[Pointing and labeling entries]
┏━━
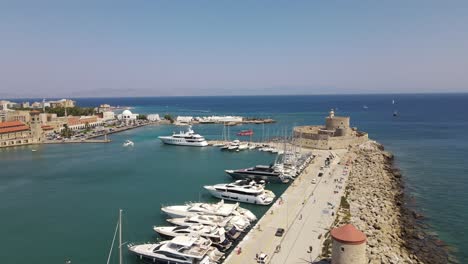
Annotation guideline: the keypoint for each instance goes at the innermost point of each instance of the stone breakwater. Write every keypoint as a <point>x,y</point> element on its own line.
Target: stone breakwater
<point>374,202</point>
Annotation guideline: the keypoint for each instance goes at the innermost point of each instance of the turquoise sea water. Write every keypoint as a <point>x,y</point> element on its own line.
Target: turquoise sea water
<point>61,202</point>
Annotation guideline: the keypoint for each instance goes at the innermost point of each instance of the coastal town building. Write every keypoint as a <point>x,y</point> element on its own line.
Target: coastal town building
<point>336,134</point>
<point>184,119</point>
<point>62,103</point>
<point>127,117</point>
<point>348,246</point>
<point>17,115</point>
<point>153,117</point>
<point>16,132</point>
<point>35,126</point>
<point>108,115</point>
<point>45,118</point>
<point>5,104</point>
<point>83,122</point>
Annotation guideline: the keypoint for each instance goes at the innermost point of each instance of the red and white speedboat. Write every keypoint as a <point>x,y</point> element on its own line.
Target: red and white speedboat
<point>245,132</point>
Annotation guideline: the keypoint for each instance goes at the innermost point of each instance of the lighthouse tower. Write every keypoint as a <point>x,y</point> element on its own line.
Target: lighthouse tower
<point>349,245</point>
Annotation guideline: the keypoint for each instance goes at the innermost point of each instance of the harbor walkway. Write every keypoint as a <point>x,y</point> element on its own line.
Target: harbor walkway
<point>306,212</point>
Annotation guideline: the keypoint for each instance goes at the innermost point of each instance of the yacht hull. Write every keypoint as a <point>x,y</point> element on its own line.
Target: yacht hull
<point>171,141</point>
<point>268,178</point>
<point>239,197</point>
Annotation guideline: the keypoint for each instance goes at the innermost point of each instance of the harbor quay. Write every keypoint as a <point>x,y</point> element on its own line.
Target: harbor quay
<point>305,212</point>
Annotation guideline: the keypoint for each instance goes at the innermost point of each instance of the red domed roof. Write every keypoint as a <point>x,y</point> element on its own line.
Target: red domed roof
<point>348,234</point>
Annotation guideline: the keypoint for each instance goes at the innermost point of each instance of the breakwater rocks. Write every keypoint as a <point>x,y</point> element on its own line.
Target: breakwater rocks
<point>374,202</point>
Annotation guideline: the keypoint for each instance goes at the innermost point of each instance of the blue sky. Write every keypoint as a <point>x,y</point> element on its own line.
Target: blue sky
<point>164,48</point>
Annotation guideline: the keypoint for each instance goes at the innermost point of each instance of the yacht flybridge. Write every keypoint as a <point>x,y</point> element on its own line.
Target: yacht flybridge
<point>179,250</point>
<point>216,234</point>
<point>240,223</point>
<point>259,172</point>
<point>188,138</point>
<point>247,191</point>
<point>220,208</point>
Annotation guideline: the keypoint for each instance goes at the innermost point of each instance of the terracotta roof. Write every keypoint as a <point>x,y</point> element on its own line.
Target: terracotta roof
<point>348,234</point>
<point>11,124</point>
<point>13,129</point>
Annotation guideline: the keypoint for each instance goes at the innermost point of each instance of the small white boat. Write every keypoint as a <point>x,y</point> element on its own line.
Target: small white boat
<point>241,223</point>
<point>179,250</point>
<point>220,208</point>
<point>128,143</point>
<point>247,191</point>
<point>243,147</point>
<point>216,234</point>
<point>188,138</point>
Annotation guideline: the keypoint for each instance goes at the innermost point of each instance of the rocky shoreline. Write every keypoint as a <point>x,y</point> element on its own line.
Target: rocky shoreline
<point>375,203</point>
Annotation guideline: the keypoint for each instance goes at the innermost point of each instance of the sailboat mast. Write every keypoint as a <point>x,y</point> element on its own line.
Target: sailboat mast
<point>120,236</point>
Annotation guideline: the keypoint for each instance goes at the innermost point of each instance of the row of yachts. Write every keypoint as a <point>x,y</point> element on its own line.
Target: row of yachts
<point>200,233</point>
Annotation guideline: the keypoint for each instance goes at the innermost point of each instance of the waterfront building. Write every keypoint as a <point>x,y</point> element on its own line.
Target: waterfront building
<point>108,115</point>
<point>14,133</point>
<point>45,118</point>
<point>153,117</point>
<point>127,117</point>
<point>336,134</point>
<point>3,115</point>
<point>61,103</point>
<point>5,104</point>
<point>348,246</point>
<point>184,119</point>
<point>35,126</point>
<point>36,105</point>
<point>18,115</point>
<point>83,122</point>
<point>25,105</point>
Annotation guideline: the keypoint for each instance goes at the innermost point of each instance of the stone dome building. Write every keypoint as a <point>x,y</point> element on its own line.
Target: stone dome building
<point>349,245</point>
<point>336,134</point>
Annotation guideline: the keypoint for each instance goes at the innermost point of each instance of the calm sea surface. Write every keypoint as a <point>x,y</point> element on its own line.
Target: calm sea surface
<point>61,202</point>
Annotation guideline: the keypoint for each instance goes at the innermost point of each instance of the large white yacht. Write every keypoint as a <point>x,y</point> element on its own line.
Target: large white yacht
<point>220,208</point>
<point>246,191</point>
<point>216,234</point>
<point>188,138</point>
<point>179,250</point>
<point>240,222</point>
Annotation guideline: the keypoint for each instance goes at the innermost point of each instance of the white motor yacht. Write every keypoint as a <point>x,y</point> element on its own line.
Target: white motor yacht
<point>243,146</point>
<point>247,191</point>
<point>220,208</point>
<point>188,138</point>
<point>128,143</point>
<point>216,234</point>
<point>240,222</point>
<point>179,250</point>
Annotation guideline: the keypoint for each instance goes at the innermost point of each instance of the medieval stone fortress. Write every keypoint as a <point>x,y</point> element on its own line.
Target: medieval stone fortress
<point>336,134</point>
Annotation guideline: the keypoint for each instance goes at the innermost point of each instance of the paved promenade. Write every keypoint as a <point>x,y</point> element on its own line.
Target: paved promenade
<point>306,212</point>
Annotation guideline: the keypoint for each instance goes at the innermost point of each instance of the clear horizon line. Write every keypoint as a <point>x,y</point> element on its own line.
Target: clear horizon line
<point>239,95</point>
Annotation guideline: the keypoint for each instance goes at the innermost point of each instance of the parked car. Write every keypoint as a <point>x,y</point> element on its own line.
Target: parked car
<point>279,232</point>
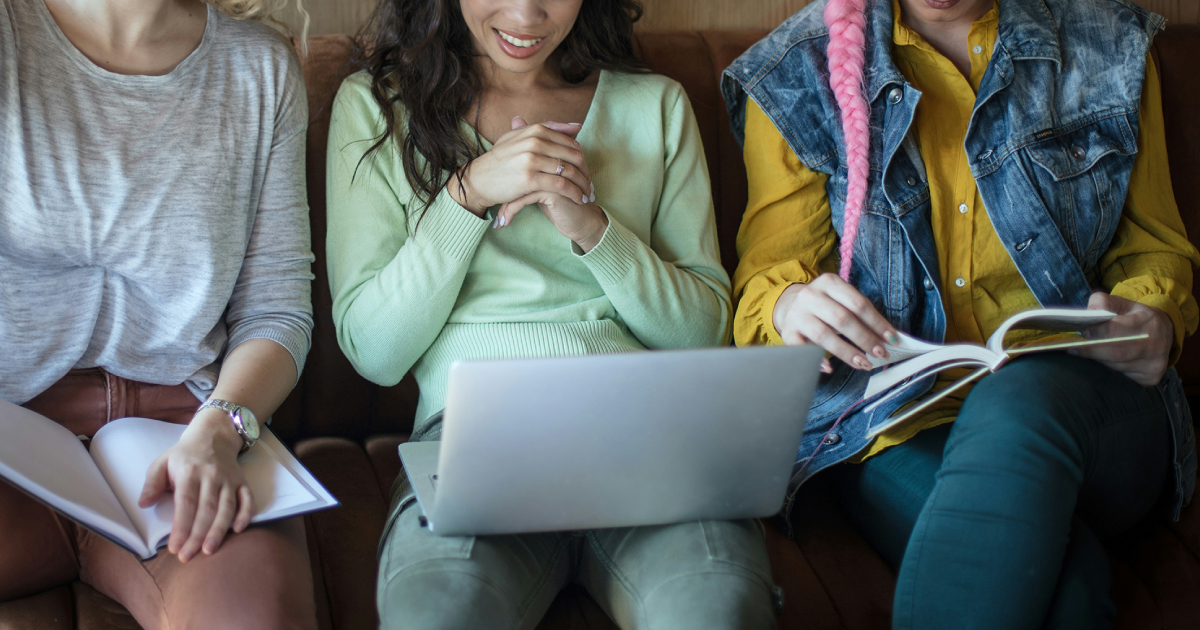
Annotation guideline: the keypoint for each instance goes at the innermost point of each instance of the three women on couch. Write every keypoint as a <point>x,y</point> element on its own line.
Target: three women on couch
<point>959,162</point>
<point>155,252</point>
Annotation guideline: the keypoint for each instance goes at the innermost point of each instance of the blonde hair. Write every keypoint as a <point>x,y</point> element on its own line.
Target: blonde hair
<point>269,12</point>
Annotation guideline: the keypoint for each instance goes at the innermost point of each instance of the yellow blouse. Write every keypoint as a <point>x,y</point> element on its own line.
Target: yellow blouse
<point>787,238</point>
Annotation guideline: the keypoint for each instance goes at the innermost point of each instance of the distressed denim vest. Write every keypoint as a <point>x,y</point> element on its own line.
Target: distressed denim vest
<point>1051,144</point>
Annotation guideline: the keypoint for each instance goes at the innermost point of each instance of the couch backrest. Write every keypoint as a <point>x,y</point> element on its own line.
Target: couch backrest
<point>333,400</point>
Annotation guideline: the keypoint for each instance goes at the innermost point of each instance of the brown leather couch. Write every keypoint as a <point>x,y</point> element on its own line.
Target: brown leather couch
<point>346,429</point>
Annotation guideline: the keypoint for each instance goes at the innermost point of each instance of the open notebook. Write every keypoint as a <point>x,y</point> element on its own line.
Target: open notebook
<point>100,489</point>
<point>915,359</point>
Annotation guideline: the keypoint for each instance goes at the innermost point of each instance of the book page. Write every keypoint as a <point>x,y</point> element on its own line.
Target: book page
<point>907,348</point>
<point>921,364</point>
<point>1049,319</point>
<point>45,460</point>
<point>913,412</point>
<point>124,450</point>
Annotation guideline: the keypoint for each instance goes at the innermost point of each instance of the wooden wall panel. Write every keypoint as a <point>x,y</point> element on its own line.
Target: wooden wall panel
<point>345,16</point>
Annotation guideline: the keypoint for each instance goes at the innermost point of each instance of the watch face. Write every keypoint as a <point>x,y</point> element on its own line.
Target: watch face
<point>249,424</point>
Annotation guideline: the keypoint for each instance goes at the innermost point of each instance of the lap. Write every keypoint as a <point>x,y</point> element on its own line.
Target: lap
<point>261,579</point>
<point>36,546</point>
<point>709,574</point>
<point>1116,430</point>
<point>431,581</point>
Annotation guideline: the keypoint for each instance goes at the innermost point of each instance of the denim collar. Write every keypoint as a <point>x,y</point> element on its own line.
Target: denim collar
<point>1026,31</point>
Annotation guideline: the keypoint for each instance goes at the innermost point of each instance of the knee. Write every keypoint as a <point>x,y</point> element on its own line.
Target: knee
<point>442,599</point>
<point>732,600</point>
<point>1035,405</point>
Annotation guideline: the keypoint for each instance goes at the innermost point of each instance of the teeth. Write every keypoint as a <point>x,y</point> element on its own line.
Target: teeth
<point>514,41</point>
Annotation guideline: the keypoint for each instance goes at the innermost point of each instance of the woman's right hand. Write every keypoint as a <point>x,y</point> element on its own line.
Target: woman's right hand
<point>828,312</point>
<point>523,161</point>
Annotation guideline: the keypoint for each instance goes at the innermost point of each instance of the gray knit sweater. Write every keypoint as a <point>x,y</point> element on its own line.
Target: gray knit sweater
<point>148,225</point>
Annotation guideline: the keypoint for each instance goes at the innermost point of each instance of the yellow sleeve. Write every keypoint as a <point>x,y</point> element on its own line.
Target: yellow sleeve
<point>786,235</point>
<point>1151,259</point>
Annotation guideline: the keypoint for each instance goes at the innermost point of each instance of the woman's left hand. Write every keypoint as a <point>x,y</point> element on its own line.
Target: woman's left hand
<point>210,490</point>
<point>1144,361</point>
<point>583,223</point>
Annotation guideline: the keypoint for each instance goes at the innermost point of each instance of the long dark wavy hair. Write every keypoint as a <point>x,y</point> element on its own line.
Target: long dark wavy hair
<point>421,55</point>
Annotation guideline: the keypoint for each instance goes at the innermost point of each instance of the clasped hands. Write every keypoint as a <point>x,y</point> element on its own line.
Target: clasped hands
<point>534,165</point>
<point>832,313</point>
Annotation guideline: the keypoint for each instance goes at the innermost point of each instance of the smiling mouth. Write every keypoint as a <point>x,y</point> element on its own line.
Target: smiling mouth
<point>517,42</point>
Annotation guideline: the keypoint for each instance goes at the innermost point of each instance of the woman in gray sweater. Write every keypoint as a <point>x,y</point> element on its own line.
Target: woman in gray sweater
<point>154,253</point>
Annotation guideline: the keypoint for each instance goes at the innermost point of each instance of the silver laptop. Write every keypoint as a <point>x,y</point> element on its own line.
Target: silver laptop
<point>615,441</point>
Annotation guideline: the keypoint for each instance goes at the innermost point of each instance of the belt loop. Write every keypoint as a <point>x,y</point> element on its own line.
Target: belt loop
<point>108,395</point>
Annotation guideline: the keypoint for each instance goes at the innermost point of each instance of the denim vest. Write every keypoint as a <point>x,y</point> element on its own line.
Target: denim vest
<point>1050,143</point>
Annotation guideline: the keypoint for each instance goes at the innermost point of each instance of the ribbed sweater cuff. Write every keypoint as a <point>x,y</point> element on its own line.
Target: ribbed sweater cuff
<point>450,228</point>
<point>615,255</point>
<point>294,341</point>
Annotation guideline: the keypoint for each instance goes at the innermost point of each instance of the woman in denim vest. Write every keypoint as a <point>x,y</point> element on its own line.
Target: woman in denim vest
<point>958,162</point>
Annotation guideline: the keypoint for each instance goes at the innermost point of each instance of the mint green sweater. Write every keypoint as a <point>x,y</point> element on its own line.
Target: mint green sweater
<point>459,289</point>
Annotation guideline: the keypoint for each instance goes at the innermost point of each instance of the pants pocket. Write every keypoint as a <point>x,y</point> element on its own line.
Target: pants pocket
<point>408,544</point>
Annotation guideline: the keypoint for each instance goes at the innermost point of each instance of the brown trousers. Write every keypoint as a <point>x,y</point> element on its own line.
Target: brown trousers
<point>259,579</point>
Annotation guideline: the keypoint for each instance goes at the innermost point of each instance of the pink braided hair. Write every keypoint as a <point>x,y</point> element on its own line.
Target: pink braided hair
<point>847,57</point>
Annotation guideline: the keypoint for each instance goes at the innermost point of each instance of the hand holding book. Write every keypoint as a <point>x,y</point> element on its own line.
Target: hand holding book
<point>1144,361</point>
<point>211,493</point>
<point>835,316</point>
<point>1132,339</point>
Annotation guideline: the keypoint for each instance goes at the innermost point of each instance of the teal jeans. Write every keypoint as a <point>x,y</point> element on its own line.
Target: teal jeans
<point>700,575</point>
<point>995,521</point>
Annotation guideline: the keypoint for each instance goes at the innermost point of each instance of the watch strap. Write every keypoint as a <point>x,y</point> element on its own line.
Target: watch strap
<point>234,412</point>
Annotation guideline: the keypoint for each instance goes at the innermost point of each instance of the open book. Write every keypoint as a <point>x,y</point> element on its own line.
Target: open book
<point>100,489</point>
<point>918,359</point>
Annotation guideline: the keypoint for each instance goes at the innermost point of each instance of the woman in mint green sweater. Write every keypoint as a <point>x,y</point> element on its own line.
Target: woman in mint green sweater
<point>460,231</point>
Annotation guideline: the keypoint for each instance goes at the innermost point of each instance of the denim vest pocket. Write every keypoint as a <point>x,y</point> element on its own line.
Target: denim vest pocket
<point>1081,171</point>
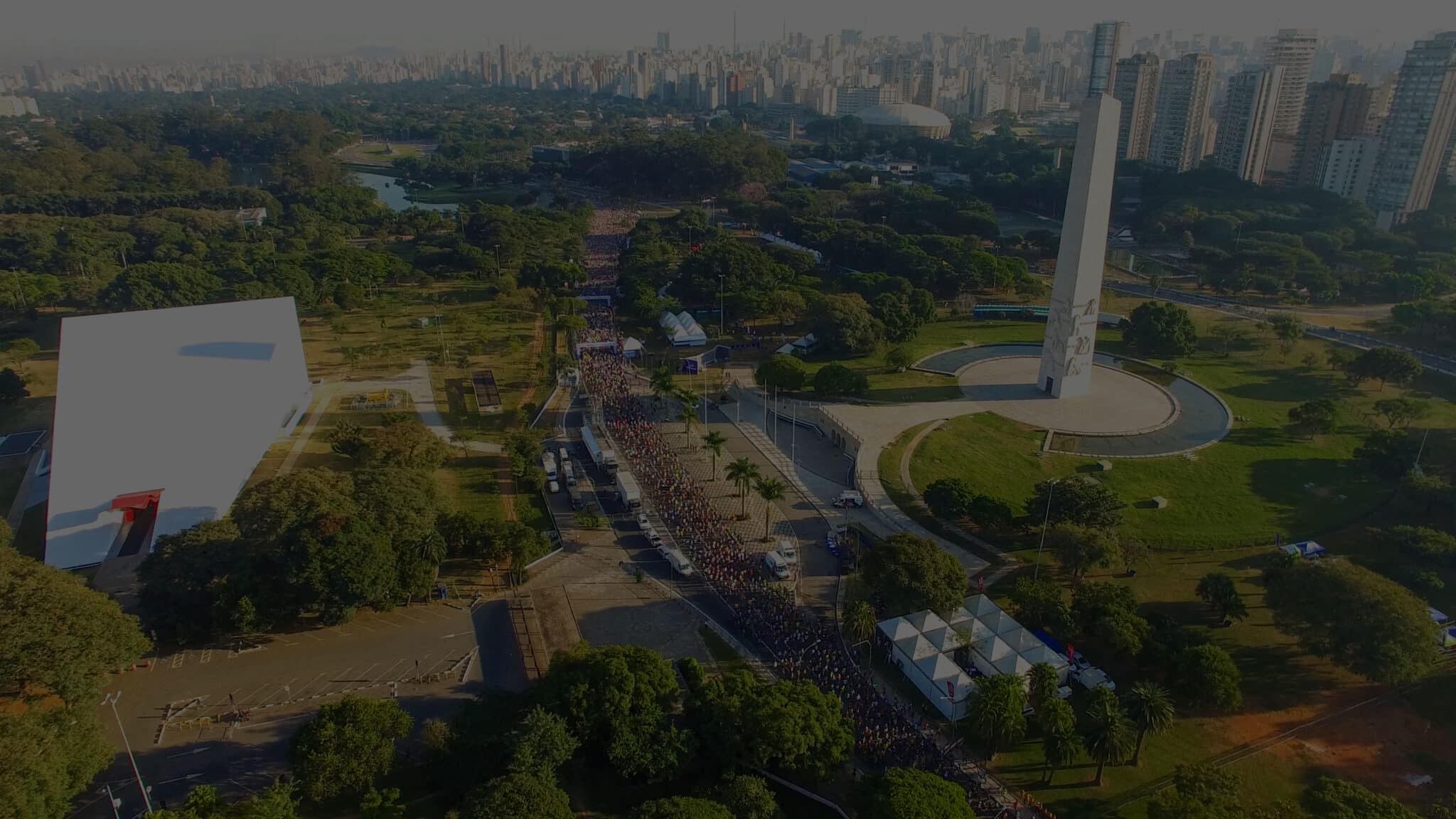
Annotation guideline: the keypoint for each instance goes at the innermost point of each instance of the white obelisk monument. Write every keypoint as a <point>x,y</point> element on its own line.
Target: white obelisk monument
<point>1066,355</point>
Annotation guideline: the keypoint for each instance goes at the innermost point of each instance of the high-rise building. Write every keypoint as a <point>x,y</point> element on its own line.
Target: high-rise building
<point>1107,43</point>
<point>1033,43</point>
<point>1292,50</point>
<point>1418,130</point>
<point>1136,88</point>
<point>1334,109</point>
<point>1295,51</point>
<point>1248,122</point>
<point>1349,165</point>
<point>1181,114</point>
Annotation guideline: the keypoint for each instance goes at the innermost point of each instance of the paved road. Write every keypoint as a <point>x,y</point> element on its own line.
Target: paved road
<point>1430,360</point>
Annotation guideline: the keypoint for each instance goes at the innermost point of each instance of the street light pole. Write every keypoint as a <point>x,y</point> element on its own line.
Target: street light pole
<point>111,700</point>
<point>1046,516</point>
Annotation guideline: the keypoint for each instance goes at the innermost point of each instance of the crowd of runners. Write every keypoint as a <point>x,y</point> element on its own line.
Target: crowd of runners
<point>800,645</point>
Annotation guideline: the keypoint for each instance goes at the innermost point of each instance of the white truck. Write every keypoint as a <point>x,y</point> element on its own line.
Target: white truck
<point>603,458</point>
<point>628,491</point>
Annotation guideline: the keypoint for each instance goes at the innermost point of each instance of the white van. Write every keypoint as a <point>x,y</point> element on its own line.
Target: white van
<point>790,552</point>
<point>776,566</point>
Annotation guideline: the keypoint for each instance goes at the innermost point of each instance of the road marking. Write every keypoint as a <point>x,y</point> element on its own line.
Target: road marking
<point>305,687</point>
<point>338,678</point>
<point>252,694</point>
<point>385,672</point>
<point>274,695</point>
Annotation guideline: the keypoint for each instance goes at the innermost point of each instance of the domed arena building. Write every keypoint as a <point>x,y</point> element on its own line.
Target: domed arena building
<point>904,119</point>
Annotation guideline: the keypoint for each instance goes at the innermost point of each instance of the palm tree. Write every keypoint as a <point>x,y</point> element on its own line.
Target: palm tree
<point>1152,712</point>
<point>714,442</point>
<point>769,490</point>
<point>689,417</point>
<point>1108,732</point>
<point>996,712</point>
<point>1060,742</point>
<point>661,384</point>
<point>1042,685</point>
<point>743,473</point>
<point>860,621</point>
<point>433,551</point>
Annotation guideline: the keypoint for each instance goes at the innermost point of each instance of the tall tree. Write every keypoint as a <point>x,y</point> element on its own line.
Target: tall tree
<point>743,473</point>
<point>347,746</point>
<point>1060,742</point>
<point>911,793</point>
<point>1107,730</point>
<point>911,573</point>
<point>995,714</point>
<point>769,490</point>
<point>714,444</point>
<point>1222,595</point>
<point>58,640</point>
<point>1150,709</point>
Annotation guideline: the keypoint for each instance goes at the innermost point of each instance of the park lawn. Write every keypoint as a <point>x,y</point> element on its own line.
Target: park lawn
<point>1282,687</point>
<point>373,154</point>
<point>1261,481</point>
<point>468,483</point>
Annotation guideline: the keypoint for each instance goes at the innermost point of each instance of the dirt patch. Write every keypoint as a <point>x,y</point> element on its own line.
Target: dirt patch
<point>1379,746</point>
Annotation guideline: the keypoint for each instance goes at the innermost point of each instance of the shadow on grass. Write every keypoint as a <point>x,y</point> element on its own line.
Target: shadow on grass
<point>1276,677</point>
<point>1283,384</point>
<point>914,394</point>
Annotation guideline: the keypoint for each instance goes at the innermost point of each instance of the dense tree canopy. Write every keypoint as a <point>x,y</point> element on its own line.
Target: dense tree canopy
<point>1388,641</point>
<point>909,573</point>
<point>911,793</point>
<point>347,746</point>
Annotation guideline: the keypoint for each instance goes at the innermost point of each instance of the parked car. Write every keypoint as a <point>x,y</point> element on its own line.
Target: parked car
<point>776,566</point>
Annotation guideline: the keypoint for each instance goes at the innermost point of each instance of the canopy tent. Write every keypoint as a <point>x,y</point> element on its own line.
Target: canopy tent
<point>1305,548</point>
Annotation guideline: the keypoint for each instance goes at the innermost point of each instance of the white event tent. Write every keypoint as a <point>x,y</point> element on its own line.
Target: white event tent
<point>162,416</point>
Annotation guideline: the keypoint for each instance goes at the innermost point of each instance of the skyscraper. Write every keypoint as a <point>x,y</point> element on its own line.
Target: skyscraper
<point>1136,88</point>
<point>1417,133</point>
<point>1033,43</point>
<point>1248,122</point>
<point>1107,41</point>
<point>1334,109</point>
<point>1181,114</point>
<point>1295,51</point>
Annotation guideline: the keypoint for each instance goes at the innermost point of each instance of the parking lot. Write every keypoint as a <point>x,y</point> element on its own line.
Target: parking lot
<point>223,716</point>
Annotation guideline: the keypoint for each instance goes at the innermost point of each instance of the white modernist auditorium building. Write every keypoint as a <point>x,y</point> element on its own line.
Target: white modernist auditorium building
<point>162,416</point>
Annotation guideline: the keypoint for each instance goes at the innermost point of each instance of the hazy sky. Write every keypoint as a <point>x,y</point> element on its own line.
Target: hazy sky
<point>168,30</point>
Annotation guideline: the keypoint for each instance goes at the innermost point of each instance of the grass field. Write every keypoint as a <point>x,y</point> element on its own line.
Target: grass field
<point>1263,480</point>
<point>1282,688</point>
<point>380,154</point>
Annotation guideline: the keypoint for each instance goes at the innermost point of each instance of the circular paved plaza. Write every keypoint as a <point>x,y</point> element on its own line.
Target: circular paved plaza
<point>1117,402</point>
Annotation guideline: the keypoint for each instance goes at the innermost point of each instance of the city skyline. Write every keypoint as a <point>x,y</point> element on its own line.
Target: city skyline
<point>190,33</point>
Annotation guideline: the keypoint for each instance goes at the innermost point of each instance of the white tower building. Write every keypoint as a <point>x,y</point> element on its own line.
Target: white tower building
<point>1066,355</point>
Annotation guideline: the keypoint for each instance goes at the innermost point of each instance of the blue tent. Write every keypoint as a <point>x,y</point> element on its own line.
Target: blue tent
┗━━
**Work to complete:**
Copy exactly the line containing "of the parking" and every line after it, ending with the last line of the records above.

**Worked solution:**
Annotation guideline: the keypoint for each instance goes at the innermost point of each instance of the parking lot. Write every keypoint as a <point>x,y</point> element on its own line.
Target: parking lot
<point>223,716</point>
Annotation guideline: the keypoint for each instance goes at the innermost point of each instance of the white modernist auditorium building. Write every keypoint as a <point>x,y</point> element on its own line.
Target: white modernist auditorium building
<point>162,416</point>
Annotation guideline: the keypoint for each instance goes at the innermost point of each instance of the hazy sky. Write every keypoint as a <point>x,y</point> element on its own line.
Target: hazy sky
<point>168,30</point>
Annotation guideline: the keypoint for each instance goes at the innermost point of each instance of the grass field. Write every keypoint as a <point>x,y</point> element on its own line.
Target: grass field
<point>1263,480</point>
<point>1282,688</point>
<point>380,154</point>
Annotation guideline: the keypoint for each instance goes at the innermost point of each instance of the circular paved plaza. Write every keypoint as a <point>x,y</point> element on its own line.
Target: circular paved plaza
<point>1117,402</point>
Annotation guideline: the keypoint for each instance goes at the innermost point of each instance of the city skyline. Write every keypoint as a <point>x,y</point> element on its own line.
Target: city skyline
<point>190,33</point>
Annotation guideline: the keypoint for each instance goes at the innermost point of each instance of the white tower building. Write every keypoint as a <point>x,y</point> element on its own line.
Target: white tower building
<point>1066,355</point>
Annotation guideline: the keypoint for each instance goes at the innermost point of each instance of the blue tent. Write every keypoint as a <point>x,y</point> element on its own line.
Target: blue tent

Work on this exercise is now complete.